■ **The task**:
Copy every record verbatim. Leave the pictures out.

■ **Records**:
--- START ---

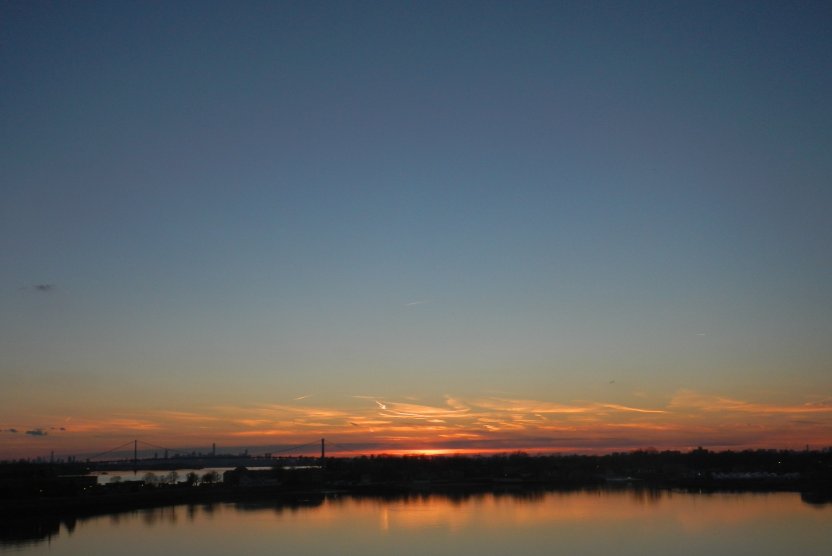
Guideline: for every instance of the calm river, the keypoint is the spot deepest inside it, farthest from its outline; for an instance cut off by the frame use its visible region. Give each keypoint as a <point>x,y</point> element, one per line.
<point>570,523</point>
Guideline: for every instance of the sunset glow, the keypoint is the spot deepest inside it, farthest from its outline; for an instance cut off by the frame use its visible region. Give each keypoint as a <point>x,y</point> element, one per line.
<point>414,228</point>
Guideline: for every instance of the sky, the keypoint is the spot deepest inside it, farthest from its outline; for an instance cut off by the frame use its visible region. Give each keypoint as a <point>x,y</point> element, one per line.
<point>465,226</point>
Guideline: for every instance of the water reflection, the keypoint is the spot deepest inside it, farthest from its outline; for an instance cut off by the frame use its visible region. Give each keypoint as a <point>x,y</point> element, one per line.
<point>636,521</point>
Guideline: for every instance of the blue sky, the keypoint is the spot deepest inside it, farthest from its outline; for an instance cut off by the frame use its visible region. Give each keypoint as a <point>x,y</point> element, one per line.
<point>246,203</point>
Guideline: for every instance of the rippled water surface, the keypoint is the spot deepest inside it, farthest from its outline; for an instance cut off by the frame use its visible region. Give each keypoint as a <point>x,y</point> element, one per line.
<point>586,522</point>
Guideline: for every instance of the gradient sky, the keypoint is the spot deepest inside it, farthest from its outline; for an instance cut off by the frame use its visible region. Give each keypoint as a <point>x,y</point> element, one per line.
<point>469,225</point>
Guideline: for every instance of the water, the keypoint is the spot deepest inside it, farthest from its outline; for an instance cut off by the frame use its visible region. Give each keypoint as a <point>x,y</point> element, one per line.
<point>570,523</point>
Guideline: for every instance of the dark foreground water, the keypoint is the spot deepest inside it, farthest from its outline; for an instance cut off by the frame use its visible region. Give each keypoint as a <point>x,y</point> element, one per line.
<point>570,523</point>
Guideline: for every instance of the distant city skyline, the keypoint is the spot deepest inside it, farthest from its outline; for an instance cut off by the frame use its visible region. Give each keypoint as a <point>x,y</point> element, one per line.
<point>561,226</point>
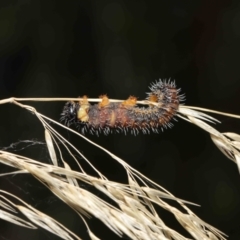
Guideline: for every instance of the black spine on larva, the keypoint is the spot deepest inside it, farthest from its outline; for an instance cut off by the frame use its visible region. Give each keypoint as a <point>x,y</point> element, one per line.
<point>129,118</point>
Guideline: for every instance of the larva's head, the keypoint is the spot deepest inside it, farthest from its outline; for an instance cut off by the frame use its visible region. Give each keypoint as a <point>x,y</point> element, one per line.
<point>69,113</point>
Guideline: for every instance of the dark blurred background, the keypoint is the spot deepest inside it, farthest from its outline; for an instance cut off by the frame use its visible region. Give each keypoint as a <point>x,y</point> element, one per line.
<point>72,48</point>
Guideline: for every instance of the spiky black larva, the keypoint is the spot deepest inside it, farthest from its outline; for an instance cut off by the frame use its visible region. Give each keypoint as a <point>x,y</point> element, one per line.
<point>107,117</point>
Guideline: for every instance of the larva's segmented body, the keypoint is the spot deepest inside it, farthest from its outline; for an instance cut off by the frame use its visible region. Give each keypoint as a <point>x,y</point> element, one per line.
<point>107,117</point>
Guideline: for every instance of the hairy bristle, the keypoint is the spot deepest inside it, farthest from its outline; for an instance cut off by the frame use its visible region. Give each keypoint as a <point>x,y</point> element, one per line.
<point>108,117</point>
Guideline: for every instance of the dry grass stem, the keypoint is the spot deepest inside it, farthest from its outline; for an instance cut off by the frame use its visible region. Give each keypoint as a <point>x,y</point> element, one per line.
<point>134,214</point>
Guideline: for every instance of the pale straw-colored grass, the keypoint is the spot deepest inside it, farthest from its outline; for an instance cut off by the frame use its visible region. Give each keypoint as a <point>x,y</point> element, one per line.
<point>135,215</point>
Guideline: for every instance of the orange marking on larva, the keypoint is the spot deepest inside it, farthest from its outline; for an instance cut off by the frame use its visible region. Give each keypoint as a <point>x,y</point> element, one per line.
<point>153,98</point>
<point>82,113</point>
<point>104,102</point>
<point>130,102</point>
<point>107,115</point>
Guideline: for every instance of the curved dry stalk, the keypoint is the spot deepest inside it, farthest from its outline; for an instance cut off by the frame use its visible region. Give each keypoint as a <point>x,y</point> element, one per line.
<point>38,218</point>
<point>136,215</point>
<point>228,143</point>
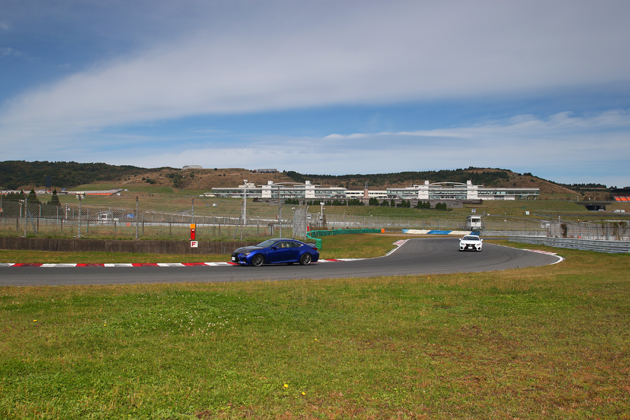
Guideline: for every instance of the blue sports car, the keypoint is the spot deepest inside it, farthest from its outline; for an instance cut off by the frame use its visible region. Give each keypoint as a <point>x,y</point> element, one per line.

--- END ---

■ **Response to this task**:
Guideline: for every instance of the calm river, the keypoint is the spot deepest inside it, farthest from its outline; for an instance cut off by the frame use its visible region. Give each keypoint as a <point>x,y</point> element, one per line.
<point>570,523</point>
Guideline: for every instance of the sunset glow, the keypoint is the spot deepest inside it, farthest from its outline; for an instance cut off by the frame use its visible region. Give each keypoint as a <point>x,y</point> element, one per line.
<point>414,228</point>
Guideline: for every instance of the sky, the keypoint is the spot deepest inside it, farthest from its outline; for an instance cut off by the frame use its visible region. Give each keypoint as a <point>x,y</point> element, one per line.
<point>465,226</point>
Guideline: for every instance of the water reflection, the keypoint is the spot deepest inside it, farthest from its outline; for an instance cut off by the frame use its visible region. Give each keypoint as a <point>x,y</point> element, one per line.
<point>636,521</point>
Guideline: for every instance of the blue sky, the keypoint is the spot deepest inside it, farthest from its outline; for an instance cut off by the frame use its visible region. Give each keypoint as a <point>x,y</point> element, one per line.
<point>246,203</point>
Guideline: for every instance of the rippled water surface, the keypoint is the spot deepest inside it, farthest from its outline; for an instance cut off by the frame use its visible region. Give each keypoint as a <point>x,y</point> element, one per line.
<point>586,522</point>
Guideline: for every instance of the gradient sky, the keypoint is the spot deepest inside it, farthest from its outline; for an instance cut off by the frame use its visible region. Give each keypoint as a <point>x,y</point> element, one per line.
<point>469,225</point>
Guideline: for every instance of the water, the keypoint is the spot deepest inside it, farthest from its outline; for an instance cut off by the frame use its visible region. Give each keypoint as a <point>x,y</point> element, one per line.
<point>570,523</point>
Guideline: for every instance of the dark foreground water, the keypoint is the spot deepest inside it, farthest from its outline; for an instance cut off by the frame use its visible region. Give each keypoint as a <point>x,y</point> element, one per line.
<point>570,523</point>
Guideline: for every instance of the distant city skyline, the keypoint is the spot deepest inside it, farthest from its outline; for an instance cut off by the frame use its visible region. Give each keypoint as a <point>x,y</point> element, one per line.
<point>561,226</point>
Guideline: for every instance of the black spine on larva, the keypoint is the spot deepest inside it, farthest from its outline; for an instance cut off by the frame use its visible region. Give each keypoint as a <point>x,y</point> element, one per line.
<point>129,118</point>
Guideline: for every instance of the larva's head, the keypoint is the spot deepest inside it, farthest from its outline; for an instance cut off by the frame use its visible region. Give each keypoint as a <point>x,y</point> element, one per line.
<point>69,113</point>
Guideline: for every instance of the dark blurred background, the keypoint is the spot deepest inside it, farthest from its outline; for an instance cut off by the frame use its visible region. Give each keypoint as a <point>x,y</point> element, one per line.
<point>72,48</point>
Guideline: for every instance of the spiky black larva, the keypoint is the spot deepest inside it, farthest from its outline; for an instance cut off by the frame use its visible region. Give each keypoint as a <point>x,y</point> element, one per line.
<point>107,117</point>
Guideline: for every instance of the larva's segmented body, the keypoint is the spot deepest inside it, farthest from its outline; for an instance cut off by the frame use its visible region. Give each keypoint as a <point>x,y</point> element, one per line.
<point>107,117</point>
Guideline: for every instance of the hairy bristle, the keypoint is the spot deepest inside it, farthest from its outline; for an instance cut off by the frame use its visible region. Give each keypoint as a <point>x,y</point> element, one per line.
<point>108,117</point>
Guideline: for every instance of the dry grass stem, the keypoint is the spot deepest inside it, farthest from its outline; for an instance cut off by the frame use its visible region. Give each keypoint as a <point>x,y</point> element, one per line.
<point>134,214</point>
Guideline: for every instance of the pale straw-colored grass, the keypoint is the spot deepest inside it, farthest from its outline; for an instance cut off by the frame use its visible region. Give each keypoint as a <point>x,y</point> element, one per line.
<point>135,215</point>
Guideline: for every instance of the orange marking on larva, the keypoint is the spot deepest inside it, farthest from its outline; for an instance cut off by the frame use its visible region. Give each keypoint as a <point>x,y</point> element, one per line.
<point>153,98</point>
<point>82,113</point>
<point>104,102</point>
<point>130,102</point>
<point>107,115</point>
Guideline: for every instance of the curved dry stalk, the keypoint is the spot deepest inside it, farthest from its outline; for an instance cut off by the frame use its visible region. Give each keypoint as a <point>x,y</point> element, one per line.
<point>38,218</point>
<point>136,215</point>
<point>228,143</point>
Guideline: for every instance of the blue sports car, the keypoint is the spot deepest inside it, farthest from its outline; for an instance cut off by the frame use its visible region. Give each keypoint as a <point>x,y</point> element, one per line.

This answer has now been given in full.